* Start SELECTION *

Your 6-year-old comes home from school and announces that their friend Jake gets £5 a week. Suddenly, the £2 you were planning to give feels like a personal insult.

At age six, children enter a new social world in Year 1 where playground comparisons begin. They are developing the mathematical skills to count coins and the cognitive ability to understand that money is a limited resource used for making choices.

The transition into age six is a significant milestone for financial literacy. In Year 1, children are moving beyond the purely imaginative play of earlier years and starting to notice how the real world functions. They see their peers with new stickers or trading cards and begin to ask the big question: 'How do I get that?'

Did you know?
A golden window symbolizing the early window for learning money habits.

A study by University of Cambridge researchers found that many basic money habits are actually formed by the age of seven. This makes age six the 'golden window' for introducing positive financial behaviors.

How Much Pocket Money Should a 6-Year-Old Get?

The most common question parents ask is about the 'going rate.' In the UK, the typical range for pocket money for a 6-year-old is between £1 and £3 per week. While some families choose to give more, research often suggests that the specific amount matters far less than the consistency and the lessons attached to it.

Warren Buffett

Do not save what is left after spending, but spend what is left after saving.

Warren Buffett

Buffett is one of the most successful investors in history. His advice highlights the importance of making saving a conscious first step rather than an afterthought.

At this age, the goal is not to fund their entire lifestyle. Instead, the money serves as a training tool. It should be enough to buy a small treat or a pack of stickers, but not so much that they never have to wait or save up for something they really want. Small amounts help teach the concept of scarcity: if they spend it all on Monday, it is gone for the rest of the week.

Mira

Mira says:

"I remember when my friend got a huge LEGO set for no reason. It felt unfair, but then my mum explained that we were saving our money for our summer holiday ice creams instead!"

Handling the 'Jake Gets More' Conversation

Comparison is the thief of joy, especially in the school playground. When your child mentions that a friend receives a much higher amount, it is a perfect opportunity to talk about family values without being preachy. You can explain that every family has a different budget and different rules for how money is used.

Focus the conversation back on what your child can do with their money. If they feel their £2 is 'small,' help them visualize what that £2 can actually buy. This shifts the focus from a social ranking to personal purchasing power. You might say, 'In our family, we think £2 is the right amount to help you learn how to choose between a snack or saving for that book you liked.'

Two sides
The 'Allowance' View

Teaches that money is a tool everyone in the family gets to practice with, regardless of their ability to do chores.

The 'Earned' View

Teaches the economic reality that money is earned through labor and helps prevent a sense of entitlement.

The Developmental Leap: Basic Math and Saving

By age six, most children are becoming comfortable with basic addition and subtraction. They can usually count to 20 and are starting to recognize the different denominations of coins. This makes it the perfect time to introduce very short-term saving goals.

Money Math

Let's look at a 2-week saving goal: Week 1: £2.00 (Current Total: £2.00) Week 2: £2.00 (Current Total: £4.00) Target Price: £3.50 Result: You can buy the toy and have 50p left over!

* End SELECTION *

OBJECTIVE: Copy the pocket money article word for word from "Buffett is one" to "of the week.".

* Start PROVIDED MATERIAL *

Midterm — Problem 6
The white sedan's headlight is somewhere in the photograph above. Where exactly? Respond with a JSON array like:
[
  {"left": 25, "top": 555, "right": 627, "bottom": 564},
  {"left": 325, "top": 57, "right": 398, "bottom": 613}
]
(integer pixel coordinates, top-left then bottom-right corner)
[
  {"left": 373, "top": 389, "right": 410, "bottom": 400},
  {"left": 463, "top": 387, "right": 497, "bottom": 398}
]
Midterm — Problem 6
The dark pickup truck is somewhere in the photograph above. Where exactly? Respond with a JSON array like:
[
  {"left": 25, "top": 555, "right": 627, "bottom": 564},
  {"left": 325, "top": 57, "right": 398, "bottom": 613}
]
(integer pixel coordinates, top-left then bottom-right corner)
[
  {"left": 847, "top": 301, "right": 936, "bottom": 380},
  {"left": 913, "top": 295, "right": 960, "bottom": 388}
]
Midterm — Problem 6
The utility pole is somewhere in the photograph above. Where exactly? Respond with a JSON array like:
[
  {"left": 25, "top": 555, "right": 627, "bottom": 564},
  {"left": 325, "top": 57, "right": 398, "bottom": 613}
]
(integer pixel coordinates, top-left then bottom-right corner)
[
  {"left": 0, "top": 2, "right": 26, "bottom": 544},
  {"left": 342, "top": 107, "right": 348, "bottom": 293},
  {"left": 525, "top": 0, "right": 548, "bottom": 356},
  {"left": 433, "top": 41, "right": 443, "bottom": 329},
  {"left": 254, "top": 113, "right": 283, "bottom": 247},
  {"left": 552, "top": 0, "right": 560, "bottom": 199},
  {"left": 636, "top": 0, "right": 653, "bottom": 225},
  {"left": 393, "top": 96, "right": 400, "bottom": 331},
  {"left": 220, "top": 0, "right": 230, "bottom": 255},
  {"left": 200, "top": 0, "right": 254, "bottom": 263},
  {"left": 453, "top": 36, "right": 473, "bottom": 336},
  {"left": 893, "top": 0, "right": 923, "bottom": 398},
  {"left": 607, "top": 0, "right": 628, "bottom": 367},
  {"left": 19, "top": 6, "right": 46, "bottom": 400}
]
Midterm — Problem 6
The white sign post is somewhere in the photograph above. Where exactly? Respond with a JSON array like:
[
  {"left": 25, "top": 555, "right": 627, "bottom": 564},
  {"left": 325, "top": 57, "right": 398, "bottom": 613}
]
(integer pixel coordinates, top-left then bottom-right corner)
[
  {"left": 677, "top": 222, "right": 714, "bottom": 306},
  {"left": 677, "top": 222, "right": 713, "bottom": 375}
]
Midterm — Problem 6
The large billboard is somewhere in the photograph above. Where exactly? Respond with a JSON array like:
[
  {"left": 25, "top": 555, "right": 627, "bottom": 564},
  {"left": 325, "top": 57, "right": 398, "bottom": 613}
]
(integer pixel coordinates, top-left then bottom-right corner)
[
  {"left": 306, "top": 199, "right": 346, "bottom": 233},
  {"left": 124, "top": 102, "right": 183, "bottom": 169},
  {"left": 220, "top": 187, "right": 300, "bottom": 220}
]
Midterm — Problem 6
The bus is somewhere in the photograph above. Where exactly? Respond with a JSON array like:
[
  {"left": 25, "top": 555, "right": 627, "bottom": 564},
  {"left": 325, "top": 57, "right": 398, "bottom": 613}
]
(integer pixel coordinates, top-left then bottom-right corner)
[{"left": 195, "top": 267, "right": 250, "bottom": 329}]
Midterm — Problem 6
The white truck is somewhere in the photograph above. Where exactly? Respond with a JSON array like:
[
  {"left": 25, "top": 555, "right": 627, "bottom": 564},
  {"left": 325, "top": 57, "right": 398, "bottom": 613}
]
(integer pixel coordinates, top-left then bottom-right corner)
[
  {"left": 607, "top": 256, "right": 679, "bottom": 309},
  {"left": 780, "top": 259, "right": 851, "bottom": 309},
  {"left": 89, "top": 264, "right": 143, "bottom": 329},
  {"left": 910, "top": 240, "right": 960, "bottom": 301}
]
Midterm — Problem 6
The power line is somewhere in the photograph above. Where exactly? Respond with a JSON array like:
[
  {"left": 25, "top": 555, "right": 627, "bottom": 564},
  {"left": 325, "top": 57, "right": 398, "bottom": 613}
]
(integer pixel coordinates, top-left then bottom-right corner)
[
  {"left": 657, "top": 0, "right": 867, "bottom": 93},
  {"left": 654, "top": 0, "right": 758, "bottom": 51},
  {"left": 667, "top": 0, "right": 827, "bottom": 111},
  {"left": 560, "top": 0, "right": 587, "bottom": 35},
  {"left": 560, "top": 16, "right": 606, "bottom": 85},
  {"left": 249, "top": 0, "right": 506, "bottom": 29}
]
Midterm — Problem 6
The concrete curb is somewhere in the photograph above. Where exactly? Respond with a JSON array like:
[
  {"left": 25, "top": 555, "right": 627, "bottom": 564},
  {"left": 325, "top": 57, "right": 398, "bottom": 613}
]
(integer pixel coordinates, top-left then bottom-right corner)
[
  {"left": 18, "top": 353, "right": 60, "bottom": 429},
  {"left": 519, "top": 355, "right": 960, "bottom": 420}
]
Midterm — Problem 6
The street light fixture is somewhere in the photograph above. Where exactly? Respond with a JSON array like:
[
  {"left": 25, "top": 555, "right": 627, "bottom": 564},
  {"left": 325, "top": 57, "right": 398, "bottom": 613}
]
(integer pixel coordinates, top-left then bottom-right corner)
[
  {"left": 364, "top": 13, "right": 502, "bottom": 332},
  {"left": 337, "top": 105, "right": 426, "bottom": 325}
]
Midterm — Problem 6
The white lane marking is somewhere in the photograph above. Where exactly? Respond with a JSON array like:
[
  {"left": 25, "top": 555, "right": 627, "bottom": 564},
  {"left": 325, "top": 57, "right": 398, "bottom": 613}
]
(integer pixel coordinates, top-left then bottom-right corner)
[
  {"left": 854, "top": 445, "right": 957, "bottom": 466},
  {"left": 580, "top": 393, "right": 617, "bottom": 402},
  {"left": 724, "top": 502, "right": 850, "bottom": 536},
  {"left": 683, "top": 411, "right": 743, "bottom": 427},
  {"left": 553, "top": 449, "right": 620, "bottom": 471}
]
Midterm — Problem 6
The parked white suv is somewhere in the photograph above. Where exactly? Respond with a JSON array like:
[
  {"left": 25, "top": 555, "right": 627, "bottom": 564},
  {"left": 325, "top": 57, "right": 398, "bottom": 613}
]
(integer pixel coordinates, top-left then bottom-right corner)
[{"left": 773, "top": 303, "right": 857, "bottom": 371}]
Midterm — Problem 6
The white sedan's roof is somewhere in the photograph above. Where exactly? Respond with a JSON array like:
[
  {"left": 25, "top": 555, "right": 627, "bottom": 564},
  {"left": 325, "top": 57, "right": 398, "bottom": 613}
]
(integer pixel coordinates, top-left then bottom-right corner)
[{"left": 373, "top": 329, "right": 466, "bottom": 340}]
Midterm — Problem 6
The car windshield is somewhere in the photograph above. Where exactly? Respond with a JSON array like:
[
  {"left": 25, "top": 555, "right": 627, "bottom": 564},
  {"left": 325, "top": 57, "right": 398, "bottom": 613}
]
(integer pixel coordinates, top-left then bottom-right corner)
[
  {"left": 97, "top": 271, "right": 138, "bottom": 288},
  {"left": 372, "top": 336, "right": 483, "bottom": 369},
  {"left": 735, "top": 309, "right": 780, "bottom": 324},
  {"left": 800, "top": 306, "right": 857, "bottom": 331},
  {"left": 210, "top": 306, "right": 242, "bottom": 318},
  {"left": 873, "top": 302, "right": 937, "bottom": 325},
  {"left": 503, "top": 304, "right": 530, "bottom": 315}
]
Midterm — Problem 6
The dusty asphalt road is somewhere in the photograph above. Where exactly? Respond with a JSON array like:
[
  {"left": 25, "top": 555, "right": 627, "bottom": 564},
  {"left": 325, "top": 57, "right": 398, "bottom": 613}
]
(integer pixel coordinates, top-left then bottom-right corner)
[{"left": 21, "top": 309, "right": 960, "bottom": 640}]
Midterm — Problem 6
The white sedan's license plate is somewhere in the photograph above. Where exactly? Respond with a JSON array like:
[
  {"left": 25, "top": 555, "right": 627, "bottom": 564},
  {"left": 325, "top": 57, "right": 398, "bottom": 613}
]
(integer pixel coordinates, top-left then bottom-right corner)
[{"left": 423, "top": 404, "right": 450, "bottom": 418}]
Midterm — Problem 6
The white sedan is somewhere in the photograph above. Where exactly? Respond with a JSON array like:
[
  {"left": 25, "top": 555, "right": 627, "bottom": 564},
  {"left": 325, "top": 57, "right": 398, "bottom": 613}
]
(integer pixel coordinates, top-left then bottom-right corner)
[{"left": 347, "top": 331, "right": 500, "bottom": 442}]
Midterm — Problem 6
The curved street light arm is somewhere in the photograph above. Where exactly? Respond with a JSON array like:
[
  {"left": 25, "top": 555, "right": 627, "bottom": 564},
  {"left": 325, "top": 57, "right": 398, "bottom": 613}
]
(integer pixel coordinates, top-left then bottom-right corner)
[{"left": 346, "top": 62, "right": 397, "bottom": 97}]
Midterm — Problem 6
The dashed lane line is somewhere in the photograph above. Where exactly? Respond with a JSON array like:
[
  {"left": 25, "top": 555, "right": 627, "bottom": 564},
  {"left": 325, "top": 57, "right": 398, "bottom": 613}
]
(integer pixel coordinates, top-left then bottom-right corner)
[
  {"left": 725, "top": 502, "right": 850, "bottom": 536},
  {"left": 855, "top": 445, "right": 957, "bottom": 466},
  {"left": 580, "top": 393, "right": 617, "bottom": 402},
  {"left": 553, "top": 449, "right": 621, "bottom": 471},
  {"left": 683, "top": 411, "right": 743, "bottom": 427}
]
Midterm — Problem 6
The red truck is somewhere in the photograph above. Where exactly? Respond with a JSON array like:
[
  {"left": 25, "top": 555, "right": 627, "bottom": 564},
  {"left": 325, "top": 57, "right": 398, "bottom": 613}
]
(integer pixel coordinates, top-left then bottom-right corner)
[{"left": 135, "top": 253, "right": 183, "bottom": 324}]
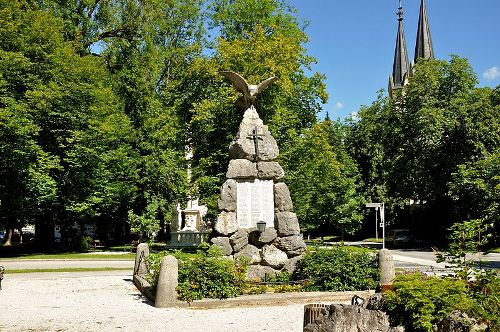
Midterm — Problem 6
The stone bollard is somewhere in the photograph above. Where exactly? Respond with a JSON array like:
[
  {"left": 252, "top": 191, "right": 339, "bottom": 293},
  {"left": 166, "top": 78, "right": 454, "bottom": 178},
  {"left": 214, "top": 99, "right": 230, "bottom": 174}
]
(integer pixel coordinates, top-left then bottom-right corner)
[
  {"left": 134, "top": 243, "right": 149, "bottom": 275},
  {"left": 155, "top": 255, "right": 179, "bottom": 308},
  {"left": 378, "top": 249, "right": 395, "bottom": 293}
]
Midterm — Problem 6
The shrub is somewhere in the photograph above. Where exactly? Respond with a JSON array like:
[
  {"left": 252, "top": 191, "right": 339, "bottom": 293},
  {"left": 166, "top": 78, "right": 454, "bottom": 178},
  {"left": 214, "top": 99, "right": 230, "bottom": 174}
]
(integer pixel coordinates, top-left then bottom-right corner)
[
  {"left": 385, "top": 274, "right": 500, "bottom": 331},
  {"left": 292, "top": 246, "right": 379, "bottom": 291},
  {"left": 147, "top": 246, "right": 247, "bottom": 302}
]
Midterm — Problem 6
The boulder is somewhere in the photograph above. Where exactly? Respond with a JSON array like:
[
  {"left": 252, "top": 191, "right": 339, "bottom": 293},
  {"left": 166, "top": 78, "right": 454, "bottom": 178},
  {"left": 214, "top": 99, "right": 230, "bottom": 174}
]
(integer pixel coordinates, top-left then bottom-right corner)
[
  {"left": 229, "top": 229, "right": 248, "bottom": 253},
  {"left": 210, "top": 237, "right": 233, "bottom": 256},
  {"left": 283, "top": 255, "right": 302, "bottom": 273},
  {"left": 214, "top": 211, "right": 238, "bottom": 236},
  {"left": 275, "top": 235, "right": 306, "bottom": 257},
  {"left": 234, "top": 244, "right": 262, "bottom": 264},
  {"left": 304, "top": 304, "right": 404, "bottom": 332},
  {"left": 257, "top": 161, "right": 285, "bottom": 180},
  {"left": 274, "top": 212, "right": 300, "bottom": 236},
  {"left": 248, "top": 227, "right": 278, "bottom": 247},
  {"left": 262, "top": 244, "right": 288, "bottom": 269},
  {"left": 247, "top": 265, "right": 279, "bottom": 281},
  {"left": 218, "top": 179, "right": 237, "bottom": 212},
  {"left": 226, "top": 159, "right": 257, "bottom": 179},
  {"left": 274, "top": 182, "right": 293, "bottom": 212}
]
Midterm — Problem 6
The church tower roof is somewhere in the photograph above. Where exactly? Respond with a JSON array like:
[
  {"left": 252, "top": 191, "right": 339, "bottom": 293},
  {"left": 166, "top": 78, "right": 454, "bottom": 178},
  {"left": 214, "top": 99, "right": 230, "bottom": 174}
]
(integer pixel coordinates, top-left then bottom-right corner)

* End PROVIDED MATERIAL *

EXERCISE RESPONSE:
Buffett is one of the most successful investors in history. His advice highlights the importance of making saving a conscious first step rather than an afterthought.

At this age, the goal is not to fund their entire lifestyle. Instead, the money serves as a training tool. It should be enough to buy a small treat or a pack of stickers, but not so much that they never have to wait or save up for something they really want. Small amounts help teach the concept of scarcity: if they spend it all on Monday, it is gone for the rest of the week.